_WHAT YOU ARE ASKED TO DO_.
Copy every line below that contains the string "water". Matching is case-sensitive.

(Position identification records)

— Begin —

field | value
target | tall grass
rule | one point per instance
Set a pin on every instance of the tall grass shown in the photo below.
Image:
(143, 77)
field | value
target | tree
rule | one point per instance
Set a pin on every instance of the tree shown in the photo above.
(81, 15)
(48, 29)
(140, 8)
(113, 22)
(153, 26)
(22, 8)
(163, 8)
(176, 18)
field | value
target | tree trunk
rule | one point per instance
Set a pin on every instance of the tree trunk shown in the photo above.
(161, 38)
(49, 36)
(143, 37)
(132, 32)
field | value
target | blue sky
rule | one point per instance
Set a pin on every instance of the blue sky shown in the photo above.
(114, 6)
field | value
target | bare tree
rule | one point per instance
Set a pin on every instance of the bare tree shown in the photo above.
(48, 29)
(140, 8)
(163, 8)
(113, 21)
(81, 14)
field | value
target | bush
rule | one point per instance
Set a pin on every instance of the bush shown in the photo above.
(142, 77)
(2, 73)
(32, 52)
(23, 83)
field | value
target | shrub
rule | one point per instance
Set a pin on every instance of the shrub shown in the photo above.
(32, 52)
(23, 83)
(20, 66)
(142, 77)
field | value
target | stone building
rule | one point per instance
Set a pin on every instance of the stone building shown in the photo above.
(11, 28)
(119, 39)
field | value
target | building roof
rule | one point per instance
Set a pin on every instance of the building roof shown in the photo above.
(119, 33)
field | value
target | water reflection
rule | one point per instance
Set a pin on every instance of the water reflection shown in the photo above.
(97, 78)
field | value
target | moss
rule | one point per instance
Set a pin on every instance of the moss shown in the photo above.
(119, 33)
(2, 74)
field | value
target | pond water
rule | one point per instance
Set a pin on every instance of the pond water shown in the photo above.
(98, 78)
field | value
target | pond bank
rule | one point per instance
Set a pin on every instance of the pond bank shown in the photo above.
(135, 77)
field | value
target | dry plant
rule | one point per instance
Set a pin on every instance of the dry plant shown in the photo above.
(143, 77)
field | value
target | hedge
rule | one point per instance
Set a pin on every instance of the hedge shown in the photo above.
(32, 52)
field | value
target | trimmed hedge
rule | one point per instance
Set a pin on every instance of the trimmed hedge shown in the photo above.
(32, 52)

— End —
— Begin —

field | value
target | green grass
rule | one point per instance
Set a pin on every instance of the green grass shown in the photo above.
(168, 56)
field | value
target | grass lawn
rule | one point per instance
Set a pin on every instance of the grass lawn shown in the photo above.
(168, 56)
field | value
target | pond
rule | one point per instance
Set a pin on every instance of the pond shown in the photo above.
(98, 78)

— End —

_TASK SOLUTION_.
target | water reflection
Set a pin on every instance of the water reflection shown in the photo above.
target | pond water
Set a pin on every instance of the pond water shown in the photo above.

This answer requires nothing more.